Given text:
----

On Feb 4, 2008 8:34 AM, Monica Pisica <[EMAIL PROTECTED]> wrote:
>
> Hi everybody,
>
>
> I know this might be very off topic and it took me quite a while to up my 
> courage to post this…. But I remember a thread some time ago about how we can 
> find the packages we need to do specific tasks in R if we don't know before 
> hand which ones actually do it. Now all the packages are listed 
> alphabetically on the web site. Since I am not very advanced in writing my 
> own functions I relay heavily on work already done and only when I have no 
> other choice I modify existing functions. Usually my modifications are only 
> cosmetic.

----

Extracted data:
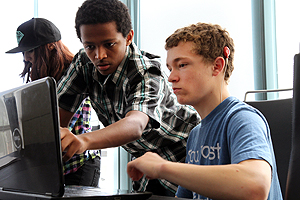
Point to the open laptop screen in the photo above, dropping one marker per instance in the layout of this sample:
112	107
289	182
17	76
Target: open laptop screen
30	158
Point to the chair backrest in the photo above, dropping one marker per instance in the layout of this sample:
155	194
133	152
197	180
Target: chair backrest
293	180
279	116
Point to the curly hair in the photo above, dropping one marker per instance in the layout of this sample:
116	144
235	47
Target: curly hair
209	41
48	62
103	11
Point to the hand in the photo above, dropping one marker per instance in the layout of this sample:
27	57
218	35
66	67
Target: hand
149	164
70	143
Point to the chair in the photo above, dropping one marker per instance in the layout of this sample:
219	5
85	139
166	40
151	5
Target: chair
279	116
293	180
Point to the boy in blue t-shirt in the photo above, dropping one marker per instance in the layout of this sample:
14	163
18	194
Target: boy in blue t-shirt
230	153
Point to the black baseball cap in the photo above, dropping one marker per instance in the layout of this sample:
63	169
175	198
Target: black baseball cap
34	33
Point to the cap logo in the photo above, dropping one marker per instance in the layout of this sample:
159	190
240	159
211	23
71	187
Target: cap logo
20	35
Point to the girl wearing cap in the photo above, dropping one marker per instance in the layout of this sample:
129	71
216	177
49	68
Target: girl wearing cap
45	55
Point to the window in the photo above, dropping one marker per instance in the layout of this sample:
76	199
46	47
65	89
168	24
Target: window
159	19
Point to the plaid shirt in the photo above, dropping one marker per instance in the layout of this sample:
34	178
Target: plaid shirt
80	123
137	84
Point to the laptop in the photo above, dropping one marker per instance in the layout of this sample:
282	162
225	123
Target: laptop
31	164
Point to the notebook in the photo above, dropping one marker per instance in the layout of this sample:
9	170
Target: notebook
30	149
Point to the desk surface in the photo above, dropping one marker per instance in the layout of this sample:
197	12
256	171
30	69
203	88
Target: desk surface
155	197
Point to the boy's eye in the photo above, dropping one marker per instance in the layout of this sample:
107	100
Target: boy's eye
89	47
111	44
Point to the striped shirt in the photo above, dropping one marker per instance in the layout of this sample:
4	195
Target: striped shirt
137	84
80	123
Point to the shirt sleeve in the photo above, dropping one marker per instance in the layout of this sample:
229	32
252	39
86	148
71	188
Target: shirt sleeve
72	88
251	138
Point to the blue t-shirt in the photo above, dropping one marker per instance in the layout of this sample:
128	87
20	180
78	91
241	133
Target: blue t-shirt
231	133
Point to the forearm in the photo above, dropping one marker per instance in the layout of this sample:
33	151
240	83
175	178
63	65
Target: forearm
65	117
119	133
218	182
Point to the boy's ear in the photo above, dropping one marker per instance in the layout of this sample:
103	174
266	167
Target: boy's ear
218	66
50	46
129	37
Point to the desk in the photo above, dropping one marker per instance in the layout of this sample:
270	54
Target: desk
155	197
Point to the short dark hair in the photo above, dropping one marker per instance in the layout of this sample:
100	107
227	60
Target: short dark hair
104	11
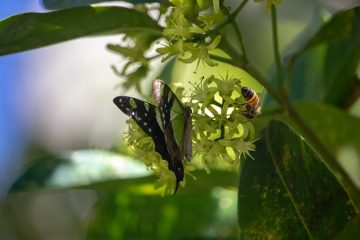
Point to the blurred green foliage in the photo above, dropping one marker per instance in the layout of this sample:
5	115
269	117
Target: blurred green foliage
304	181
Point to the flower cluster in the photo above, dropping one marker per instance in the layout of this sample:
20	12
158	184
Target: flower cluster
188	31
222	136
220	132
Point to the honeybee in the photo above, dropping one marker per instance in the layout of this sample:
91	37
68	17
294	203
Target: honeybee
252	103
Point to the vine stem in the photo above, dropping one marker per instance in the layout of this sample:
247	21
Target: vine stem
301	124
280	79
230	19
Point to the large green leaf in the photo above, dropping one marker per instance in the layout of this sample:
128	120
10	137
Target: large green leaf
288	193
196	215
342	60
58	4
33	30
338	130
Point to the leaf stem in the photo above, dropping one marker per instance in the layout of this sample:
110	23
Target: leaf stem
230	19
280	79
238	34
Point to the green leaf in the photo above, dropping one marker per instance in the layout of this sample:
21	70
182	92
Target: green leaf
33	30
288	193
351	230
99	170
75	169
59	4
338	131
328	71
196	215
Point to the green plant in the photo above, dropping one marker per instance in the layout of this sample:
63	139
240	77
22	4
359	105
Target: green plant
296	186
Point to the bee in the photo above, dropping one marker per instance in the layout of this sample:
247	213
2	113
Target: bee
252	103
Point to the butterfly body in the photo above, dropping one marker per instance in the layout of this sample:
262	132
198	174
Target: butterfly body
252	102
168	124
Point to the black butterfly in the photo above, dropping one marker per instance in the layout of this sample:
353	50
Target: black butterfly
168	124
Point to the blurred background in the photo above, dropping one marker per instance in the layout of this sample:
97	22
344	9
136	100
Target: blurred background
58	125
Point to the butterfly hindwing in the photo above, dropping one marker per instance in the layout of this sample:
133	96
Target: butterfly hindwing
169	124
144	114
176	118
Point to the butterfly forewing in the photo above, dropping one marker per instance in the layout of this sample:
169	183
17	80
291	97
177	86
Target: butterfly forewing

----

Your instructions: According to the email about finding R packages, how are all the packages currently listed on the web site?

Final result: Alphabetically.